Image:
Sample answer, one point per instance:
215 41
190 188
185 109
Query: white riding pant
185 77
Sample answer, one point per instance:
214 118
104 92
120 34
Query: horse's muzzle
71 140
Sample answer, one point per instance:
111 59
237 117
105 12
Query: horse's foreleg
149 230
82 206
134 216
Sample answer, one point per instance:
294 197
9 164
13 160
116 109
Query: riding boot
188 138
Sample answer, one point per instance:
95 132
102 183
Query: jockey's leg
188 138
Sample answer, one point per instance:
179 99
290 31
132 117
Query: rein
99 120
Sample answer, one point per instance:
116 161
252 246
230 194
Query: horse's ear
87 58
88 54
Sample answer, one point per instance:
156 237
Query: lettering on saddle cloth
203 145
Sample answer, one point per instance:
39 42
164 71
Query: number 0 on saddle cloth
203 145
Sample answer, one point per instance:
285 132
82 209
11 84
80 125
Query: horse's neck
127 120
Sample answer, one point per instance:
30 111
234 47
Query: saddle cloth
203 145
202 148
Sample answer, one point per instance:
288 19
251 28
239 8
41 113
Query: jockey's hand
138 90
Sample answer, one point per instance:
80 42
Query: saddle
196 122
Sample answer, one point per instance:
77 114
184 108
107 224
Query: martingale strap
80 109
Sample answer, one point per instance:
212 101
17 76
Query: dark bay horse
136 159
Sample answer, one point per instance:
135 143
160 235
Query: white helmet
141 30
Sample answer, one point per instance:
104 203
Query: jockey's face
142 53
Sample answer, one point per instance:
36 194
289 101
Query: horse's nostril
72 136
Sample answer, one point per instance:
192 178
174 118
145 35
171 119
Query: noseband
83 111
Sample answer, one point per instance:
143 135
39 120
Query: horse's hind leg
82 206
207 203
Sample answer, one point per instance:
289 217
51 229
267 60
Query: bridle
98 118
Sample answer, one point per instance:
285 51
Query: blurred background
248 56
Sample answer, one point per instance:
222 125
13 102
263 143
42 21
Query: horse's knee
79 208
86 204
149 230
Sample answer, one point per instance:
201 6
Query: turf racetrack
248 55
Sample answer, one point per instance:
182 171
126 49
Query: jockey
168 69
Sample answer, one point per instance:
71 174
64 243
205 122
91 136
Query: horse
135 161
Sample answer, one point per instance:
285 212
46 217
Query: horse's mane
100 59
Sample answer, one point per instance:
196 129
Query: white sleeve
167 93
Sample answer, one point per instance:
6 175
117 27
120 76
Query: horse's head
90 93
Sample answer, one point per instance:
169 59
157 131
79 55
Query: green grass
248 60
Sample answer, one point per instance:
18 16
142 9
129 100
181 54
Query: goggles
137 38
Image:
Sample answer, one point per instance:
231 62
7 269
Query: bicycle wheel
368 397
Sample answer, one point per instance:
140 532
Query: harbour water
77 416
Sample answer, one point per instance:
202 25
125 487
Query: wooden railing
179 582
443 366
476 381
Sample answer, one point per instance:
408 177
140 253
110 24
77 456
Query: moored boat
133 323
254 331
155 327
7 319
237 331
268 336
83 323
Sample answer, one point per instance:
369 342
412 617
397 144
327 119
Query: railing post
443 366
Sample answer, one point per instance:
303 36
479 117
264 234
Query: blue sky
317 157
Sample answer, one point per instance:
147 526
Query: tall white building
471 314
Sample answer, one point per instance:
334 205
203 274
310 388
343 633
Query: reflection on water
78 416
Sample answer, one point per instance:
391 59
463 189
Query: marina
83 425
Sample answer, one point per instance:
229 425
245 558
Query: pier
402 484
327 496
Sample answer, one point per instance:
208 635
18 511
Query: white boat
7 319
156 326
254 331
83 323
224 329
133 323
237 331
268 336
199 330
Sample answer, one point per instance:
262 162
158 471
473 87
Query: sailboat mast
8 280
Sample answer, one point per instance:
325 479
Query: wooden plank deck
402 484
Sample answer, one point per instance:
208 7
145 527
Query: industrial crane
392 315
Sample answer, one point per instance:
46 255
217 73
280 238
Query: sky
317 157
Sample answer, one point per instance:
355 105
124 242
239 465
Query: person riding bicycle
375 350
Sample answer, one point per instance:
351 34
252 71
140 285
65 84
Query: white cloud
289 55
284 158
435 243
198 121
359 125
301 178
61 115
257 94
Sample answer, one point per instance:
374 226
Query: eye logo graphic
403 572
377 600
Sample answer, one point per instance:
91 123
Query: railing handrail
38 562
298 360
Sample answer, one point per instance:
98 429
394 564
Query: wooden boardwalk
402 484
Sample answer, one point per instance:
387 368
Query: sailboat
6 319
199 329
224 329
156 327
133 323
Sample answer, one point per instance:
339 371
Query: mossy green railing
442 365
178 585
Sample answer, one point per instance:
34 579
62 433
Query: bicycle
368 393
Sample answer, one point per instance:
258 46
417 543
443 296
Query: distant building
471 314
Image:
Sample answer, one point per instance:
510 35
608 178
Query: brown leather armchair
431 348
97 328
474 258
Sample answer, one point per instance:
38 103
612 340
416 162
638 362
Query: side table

• Aim of the exercise
For this exercise, transcribe the whole listing verbatim.

• Your response
Image:
Sample answer, one point per instance:
215 41
190 188
185 109
Query: white riding pant
185 77
Sample answer, one point per instance:
214 118
104 92
120 34
Query: horse's muzzle
71 140
Sample answer, one point per instance:
111 59
237 117
105 12
Query: horse's foreleg
149 230
82 206
134 216
Sample answer, one point per instance:
294 197
9 164
13 160
116 109
Query: riding boot
188 138
Sample answer, one point per instance:
95 132
102 183
Query: jockey's leg
188 138
Sample answer, one point per instance:
179 99
290 31
132 117
Query: rein
99 120
Sample answer, one point per instance:
116 161
252 246
230 194
Query: horse's ear
87 58
88 54
Sample answer, one point per instance:
156 237
Query: lettering on saddle cloth
203 145
Sample answer, one point per instance:
39 42
164 71
Query: number 0 on saddle cloth
203 145
Sample answer, one point per instance:
285 132
82 209
11 84
80 125
Query: horse's neck
127 120
Sample answer, one point per instance:
30 111
234 47
Query: saddle cloth
203 145
202 148
Sample answer, one point per instance:
288 19
251 28
239 8
41 113
Query: jockey's hand
138 90
Sample answer, one point per instance:
80 42
Query: saddle
196 122
Sample answer, one point per instance:
77 114
184 108
107 224
Query: martingale strap
80 109
Sample answer, one point per instance:
212 101
17 76
Query: dark bay horse
136 159
Sample answer, one point per instance:
135 143
160 235
Query: white helmet
141 30
Sample answer, one point per instance:
104 203
Query: jockey's face
142 53
Sample answer, one point per instance:
36 194
289 101
Query: horse's nostril
72 136
Sample answer, one point per instance:
192 178
174 118
145 35
171 119
Query: noseband
83 111
Sample answer, one point per instance:
143 135
39 120
Query: horse's hind leg
82 206
207 203
Sample answer, one point per instance:
289 217
51 229
267 60
Query: bridle
98 118
Sample answer, one point per instance:
285 51
Query: blurred background
248 56
Sample answer, one point per instance:
222 125
13 102
263 143
42 21
Query: horse's knee
79 208
86 204
149 230
Sample answer, one point per instance:
201 6
Query: turf racetrack
248 55
Sample answer, one point per instance:
182 171
126 49
Query: jockey
168 69
Sample answer, one point per instance:
71 174
64 243
205 122
91 136
Query: horse
135 161
Sample answer, one point per instance:
285 212
46 217
Query: horse's mane
100 59
Sample answer, one point per instance:
196 129
Query: white sleeve
167 93
Sample answer, one point per instance:
6 175
117 27
120 76
Query: horse's head
90 93
Sample answer, one point per instance:
169 59
157 131
79 55
Query: green grass
248 60
Sample answer, one point per instance:
18 16
142 9
129 100
181 54
Query: goggles
137 38
Image:
Sample answer, one point per instance:
231 62
7 269
Query: bicycle wheel
368 397
Sample answer, one point per instance:
140 532
Query: harbour water
77 416
Sample answer, one point per instance:
202 25
125 487
Query: wooden railing
179 582
443 366
476 381
Sample answer, one point per instance:
408 177
140 253
110 24
77 456
Query: moored boat
133 323
254 331
155 327
7 319
237 331
268 336
83 323
Sample answer, one point per instance:
369 342
412 617
397 144
327 119
Query: railing post
443 366
Sample answer, one point per instance:
303 36
479 117
264 234
Query: blue sky
317 157
Sample answer, one point per instance:
147 526
Query: tall white building
471 314
Sample answer, one point per instance:
334 205
203 274
310 388
343 633
Query: reflection on water
78 416
Sample answer, one point per instance:
391 59
463 189
Query: marina
83 425
Sample answer, one point per instance:
229 425
245 558
Query: pier
402 484
327 496
Sample answer, one point per instance:
208 635
18 511
Query: white boat
7 319
156 326
254 331
83 323
224 329
133 323
237 331
268 336
199 330
Sample answer, one point per instance:
262 162
158 471
473 87
Query: sailboat mast
8 280
Sample answer, one point per instance:
325 479
Query: wooden plank deck
402 484
Sample answer, one point per instance:
208 7
145 527
Query: industrial crane
392 315
Sample answer, one point per instance:
46 255
217 73
280 238
Query: sky
317 157
Sample answer, one point per instance:
355 105
124 242
239 465
Query: person riding bicycle
375 350
Sample answer, one point per instance:
351 34
252 71
140 285
65 84
Query: white cloud
289 55
284 158
435 243
198 121
359 125
301 178
61 115
257 94
Sample answer, one point per instance:
374 226
Query: eye logo graphic
403 572
377 600
Sample answer, one point per instance:
91 123
Query: railing handrail
38 562
298 360
Sample answer, one point per instance:
98 429
394 564
Query: wooden boardwalk
402 484
Sample answer, one point per instance:
387 368
Query: sailboat
6 319
199 329
224 329
156 327
133 323
Sample answer, one point per instance:
339 371
Query: mossy green railing
442 365
178 585
Sample answer, one point per instance:
34 579
62 433
Query: bicycle
368 393
Sample answer, one point per instance:
258 46
417 543
443 296
Query: distant building
471 314
Image:
Sample answer, one point per instance:
510 35
608 178
Query: brown leather armchair
431 348
97 328
474 258
Sample answer, one point per instance:
38 103
612 340
416 162
638 362
Query: side table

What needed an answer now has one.